**Entries supplied**

==================================================

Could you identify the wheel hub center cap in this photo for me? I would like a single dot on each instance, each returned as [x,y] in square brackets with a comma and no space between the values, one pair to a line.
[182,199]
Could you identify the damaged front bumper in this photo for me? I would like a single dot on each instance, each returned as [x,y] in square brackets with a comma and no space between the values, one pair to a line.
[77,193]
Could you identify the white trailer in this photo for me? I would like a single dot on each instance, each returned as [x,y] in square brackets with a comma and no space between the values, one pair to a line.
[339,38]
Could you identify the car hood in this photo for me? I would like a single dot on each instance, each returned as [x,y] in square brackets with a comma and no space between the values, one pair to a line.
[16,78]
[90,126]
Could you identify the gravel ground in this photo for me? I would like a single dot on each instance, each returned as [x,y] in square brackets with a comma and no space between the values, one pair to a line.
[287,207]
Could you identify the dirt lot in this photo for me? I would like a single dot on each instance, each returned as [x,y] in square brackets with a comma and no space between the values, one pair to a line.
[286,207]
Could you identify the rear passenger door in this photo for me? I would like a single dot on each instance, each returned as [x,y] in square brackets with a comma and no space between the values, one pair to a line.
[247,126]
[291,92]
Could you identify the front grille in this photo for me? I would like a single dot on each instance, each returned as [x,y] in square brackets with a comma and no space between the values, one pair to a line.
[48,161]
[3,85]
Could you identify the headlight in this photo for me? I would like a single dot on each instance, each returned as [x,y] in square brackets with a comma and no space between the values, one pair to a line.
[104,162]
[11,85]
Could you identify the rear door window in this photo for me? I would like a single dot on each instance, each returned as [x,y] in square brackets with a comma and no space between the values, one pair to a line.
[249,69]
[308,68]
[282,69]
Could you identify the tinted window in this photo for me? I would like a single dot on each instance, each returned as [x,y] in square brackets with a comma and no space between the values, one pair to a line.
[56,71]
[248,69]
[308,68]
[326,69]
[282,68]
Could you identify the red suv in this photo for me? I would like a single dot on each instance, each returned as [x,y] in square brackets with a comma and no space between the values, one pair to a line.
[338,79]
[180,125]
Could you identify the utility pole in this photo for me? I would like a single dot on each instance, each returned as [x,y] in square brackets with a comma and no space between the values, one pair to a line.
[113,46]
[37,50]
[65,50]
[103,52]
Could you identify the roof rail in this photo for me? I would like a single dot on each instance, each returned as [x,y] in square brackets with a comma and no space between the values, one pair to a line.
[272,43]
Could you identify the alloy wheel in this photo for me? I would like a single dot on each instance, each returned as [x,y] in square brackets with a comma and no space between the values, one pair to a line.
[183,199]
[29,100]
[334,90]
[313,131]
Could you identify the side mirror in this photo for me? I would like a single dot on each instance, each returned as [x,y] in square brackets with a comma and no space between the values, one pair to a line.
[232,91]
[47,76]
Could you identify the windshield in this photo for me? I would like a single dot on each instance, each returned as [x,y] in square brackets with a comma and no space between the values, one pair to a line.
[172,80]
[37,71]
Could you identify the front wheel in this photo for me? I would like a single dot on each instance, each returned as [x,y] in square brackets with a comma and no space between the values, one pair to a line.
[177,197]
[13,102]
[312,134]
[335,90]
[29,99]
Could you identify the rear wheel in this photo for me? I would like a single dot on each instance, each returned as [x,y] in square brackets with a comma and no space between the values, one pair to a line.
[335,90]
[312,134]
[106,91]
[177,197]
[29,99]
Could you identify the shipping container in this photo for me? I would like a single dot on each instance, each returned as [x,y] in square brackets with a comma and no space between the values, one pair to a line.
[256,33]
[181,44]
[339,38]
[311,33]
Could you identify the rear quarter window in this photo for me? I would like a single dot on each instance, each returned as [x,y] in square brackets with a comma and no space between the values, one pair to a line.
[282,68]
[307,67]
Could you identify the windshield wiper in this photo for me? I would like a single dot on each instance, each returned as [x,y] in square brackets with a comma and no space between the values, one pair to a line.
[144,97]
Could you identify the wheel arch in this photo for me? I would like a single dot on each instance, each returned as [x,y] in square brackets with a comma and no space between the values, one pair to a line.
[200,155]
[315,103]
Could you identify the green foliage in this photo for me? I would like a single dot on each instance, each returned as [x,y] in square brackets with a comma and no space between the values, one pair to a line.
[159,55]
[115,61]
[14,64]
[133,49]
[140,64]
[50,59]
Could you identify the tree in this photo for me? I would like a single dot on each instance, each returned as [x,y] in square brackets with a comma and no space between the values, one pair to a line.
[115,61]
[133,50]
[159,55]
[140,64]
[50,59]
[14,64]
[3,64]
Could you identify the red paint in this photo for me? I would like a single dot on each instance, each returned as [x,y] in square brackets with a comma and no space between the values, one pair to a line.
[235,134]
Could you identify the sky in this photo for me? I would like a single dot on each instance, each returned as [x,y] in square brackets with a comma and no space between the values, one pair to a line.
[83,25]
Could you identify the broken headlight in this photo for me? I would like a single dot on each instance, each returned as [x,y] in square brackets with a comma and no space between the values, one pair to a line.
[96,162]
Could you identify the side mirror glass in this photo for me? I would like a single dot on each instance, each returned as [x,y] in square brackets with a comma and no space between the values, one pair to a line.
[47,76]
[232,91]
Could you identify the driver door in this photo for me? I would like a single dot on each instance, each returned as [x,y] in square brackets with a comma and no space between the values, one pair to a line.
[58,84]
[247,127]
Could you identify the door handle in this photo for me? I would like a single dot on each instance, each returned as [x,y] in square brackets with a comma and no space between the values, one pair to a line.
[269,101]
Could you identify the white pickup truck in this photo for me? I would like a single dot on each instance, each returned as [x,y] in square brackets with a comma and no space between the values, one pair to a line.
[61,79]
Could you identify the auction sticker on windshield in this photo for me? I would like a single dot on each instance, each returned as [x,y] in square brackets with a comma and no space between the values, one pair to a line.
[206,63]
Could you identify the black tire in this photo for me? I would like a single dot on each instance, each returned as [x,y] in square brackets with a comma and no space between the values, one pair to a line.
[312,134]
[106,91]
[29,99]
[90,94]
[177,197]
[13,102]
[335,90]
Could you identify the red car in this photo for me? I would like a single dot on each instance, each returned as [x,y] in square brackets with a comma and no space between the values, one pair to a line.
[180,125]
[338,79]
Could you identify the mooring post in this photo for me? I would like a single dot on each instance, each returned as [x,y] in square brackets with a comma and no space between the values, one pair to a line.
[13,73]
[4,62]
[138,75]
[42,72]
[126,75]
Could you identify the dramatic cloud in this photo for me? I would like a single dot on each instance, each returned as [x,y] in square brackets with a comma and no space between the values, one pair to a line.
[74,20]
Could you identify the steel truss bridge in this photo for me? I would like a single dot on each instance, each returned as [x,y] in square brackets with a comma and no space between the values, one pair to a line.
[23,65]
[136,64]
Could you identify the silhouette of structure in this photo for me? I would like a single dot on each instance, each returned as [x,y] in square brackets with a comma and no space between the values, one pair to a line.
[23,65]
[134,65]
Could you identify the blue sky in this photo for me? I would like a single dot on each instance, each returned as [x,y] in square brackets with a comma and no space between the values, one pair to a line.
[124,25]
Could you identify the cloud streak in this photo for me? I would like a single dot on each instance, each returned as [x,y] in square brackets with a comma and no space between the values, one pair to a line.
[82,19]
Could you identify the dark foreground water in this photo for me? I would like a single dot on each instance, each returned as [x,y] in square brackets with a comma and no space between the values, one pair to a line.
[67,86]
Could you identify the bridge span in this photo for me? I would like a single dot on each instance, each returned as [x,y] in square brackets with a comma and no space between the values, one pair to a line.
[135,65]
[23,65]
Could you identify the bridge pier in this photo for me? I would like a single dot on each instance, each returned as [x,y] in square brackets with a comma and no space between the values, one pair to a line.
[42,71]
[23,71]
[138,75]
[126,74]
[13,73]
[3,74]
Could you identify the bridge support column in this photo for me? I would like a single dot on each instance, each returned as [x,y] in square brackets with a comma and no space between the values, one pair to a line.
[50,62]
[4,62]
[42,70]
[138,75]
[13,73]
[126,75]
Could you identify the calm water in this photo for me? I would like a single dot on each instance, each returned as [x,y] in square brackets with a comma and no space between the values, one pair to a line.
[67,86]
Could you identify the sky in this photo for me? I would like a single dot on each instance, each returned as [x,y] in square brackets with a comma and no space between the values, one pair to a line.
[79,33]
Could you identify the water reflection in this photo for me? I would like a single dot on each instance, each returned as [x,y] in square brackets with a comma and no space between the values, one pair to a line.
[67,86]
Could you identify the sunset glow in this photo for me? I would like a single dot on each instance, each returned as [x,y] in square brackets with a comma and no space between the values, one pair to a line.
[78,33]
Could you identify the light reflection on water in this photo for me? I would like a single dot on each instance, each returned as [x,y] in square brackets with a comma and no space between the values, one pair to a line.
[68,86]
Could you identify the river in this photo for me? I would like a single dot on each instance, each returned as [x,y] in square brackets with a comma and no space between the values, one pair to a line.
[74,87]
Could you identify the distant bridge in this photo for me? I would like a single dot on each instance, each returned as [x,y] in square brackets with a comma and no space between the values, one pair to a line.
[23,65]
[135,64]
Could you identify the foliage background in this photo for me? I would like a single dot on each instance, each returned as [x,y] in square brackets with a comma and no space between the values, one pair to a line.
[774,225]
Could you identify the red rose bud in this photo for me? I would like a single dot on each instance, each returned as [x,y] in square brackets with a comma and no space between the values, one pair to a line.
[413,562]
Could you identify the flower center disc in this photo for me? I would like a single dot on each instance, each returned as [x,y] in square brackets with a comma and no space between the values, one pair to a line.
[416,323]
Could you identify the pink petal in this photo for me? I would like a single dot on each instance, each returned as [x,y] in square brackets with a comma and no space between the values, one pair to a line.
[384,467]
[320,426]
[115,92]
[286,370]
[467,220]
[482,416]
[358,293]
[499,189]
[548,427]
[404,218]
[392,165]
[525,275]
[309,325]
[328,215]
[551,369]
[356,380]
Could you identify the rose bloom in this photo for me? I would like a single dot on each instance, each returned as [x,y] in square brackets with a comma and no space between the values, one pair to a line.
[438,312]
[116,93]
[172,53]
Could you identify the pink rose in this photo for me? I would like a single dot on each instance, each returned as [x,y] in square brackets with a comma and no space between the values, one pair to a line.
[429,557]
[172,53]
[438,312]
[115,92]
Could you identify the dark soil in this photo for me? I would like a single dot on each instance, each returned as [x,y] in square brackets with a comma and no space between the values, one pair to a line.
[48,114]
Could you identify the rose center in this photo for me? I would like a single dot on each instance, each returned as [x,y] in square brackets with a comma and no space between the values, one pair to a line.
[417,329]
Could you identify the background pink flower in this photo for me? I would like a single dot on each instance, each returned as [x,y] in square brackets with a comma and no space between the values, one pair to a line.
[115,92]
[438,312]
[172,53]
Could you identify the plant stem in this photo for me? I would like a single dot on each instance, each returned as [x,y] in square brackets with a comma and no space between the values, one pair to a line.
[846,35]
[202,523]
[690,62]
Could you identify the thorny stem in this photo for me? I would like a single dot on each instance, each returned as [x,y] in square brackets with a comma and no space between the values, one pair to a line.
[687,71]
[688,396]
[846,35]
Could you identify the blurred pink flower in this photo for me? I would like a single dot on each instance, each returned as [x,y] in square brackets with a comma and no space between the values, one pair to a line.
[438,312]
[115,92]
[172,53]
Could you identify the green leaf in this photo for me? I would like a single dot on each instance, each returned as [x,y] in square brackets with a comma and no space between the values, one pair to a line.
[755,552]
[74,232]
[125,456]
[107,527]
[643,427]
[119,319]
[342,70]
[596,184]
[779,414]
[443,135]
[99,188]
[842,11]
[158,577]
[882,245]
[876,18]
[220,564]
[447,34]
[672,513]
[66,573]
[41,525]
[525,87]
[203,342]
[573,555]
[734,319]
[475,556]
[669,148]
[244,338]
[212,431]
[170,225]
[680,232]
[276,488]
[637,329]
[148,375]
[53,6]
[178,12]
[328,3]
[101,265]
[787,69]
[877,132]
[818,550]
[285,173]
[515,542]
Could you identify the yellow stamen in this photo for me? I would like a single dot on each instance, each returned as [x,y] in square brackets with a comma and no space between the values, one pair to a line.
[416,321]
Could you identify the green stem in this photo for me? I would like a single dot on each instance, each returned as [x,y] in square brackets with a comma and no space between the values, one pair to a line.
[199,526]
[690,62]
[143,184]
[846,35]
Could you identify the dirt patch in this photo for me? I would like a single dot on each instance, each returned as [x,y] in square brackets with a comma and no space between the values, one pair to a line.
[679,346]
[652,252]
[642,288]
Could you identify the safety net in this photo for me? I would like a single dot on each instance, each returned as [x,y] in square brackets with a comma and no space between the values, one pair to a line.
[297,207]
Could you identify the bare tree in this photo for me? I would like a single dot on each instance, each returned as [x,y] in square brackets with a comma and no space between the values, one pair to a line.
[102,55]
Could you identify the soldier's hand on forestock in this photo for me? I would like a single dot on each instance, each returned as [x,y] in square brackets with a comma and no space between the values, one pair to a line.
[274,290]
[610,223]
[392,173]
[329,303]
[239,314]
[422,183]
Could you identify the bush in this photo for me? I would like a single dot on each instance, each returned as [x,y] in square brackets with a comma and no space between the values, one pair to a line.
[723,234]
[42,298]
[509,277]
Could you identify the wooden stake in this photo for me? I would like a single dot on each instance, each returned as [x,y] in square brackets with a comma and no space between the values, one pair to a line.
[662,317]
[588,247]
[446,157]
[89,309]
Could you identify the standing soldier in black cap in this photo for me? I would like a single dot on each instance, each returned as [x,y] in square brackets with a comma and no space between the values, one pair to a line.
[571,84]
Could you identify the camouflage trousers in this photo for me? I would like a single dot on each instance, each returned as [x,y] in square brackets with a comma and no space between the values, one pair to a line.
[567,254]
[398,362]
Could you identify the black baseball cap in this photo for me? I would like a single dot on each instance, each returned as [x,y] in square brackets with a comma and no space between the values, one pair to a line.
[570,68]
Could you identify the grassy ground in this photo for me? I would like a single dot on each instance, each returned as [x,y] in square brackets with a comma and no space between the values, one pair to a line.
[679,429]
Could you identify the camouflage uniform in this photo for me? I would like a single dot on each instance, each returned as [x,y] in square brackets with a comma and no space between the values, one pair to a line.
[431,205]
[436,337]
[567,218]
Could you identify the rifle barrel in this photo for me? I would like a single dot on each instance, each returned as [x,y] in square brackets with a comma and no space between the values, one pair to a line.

==================================================

**What you are asked to do**
For this exercise, please retype exactly the lines in the listing from the line with "Could you identify the soldier's" through its last line, both ends included.

**Solution to this problem**
Could you identify the soldier's hand on forestock in this photo for me? I would like a single dot on each instance, each returned as [x,y] in square brackets with a comma and no space between the values, one pair to a line.
[274,290]
[610,223]
[392,173]
[329,303]
[239,314]
[422,183]
Could you identify the bush in this photo for me? I would like a single dot on each instance, each returned as [x,y] in square brackets with a comma and no space between the values, one pair to a line.
[723,234]
[42,298]
[509,277]
Could you identify the wooden stake in this photo for me? I would like a single dot on each instance, each returned as [x,y] in square brackets with a comma and no space between the values, one pair to a line.
[662,317]
[588,247]
[446,157]
[89,309]
Could you identify the standing soldier in black cap in this photo for me? I would like a single dot on each instance, each returned as [x,y] in square brackets with a comma and no space between the values, one pair to a line.
[571,84]
Could you identify the camouflage trousers in this photo for me? I would like a single dot on each instance, each returned as [x,y] in square brackets with a comma and no space between the values, one pair to a line.
[567,254]
[398,362]
Could you identify the black baseball cap in this photo for me? I would like a single dot on each instance, each returned as [x,y] in square brackets with a comma and no space between the values, one pair to a line.
[570,68]
Could you identify the grassy ground in this photo for me? I would like a single dot on each instance, each returned as [x,y] in square brackets with a comma and no space between the values, one pair to a line.
[679,429]
Could you identify the camouflage uniform in this photo for me? I would like a single dot on each instance, each returned as [x,y] in square brackets with a comma and no space between the values, one pair to a line.
[431,205]
[436,337]
[567,218]
Could you identify the rifle barrel in this photo for me? I would like a single dot on each instance, each returned as [x,y] in square brackets with a comma and no space between the values, one pair to a line.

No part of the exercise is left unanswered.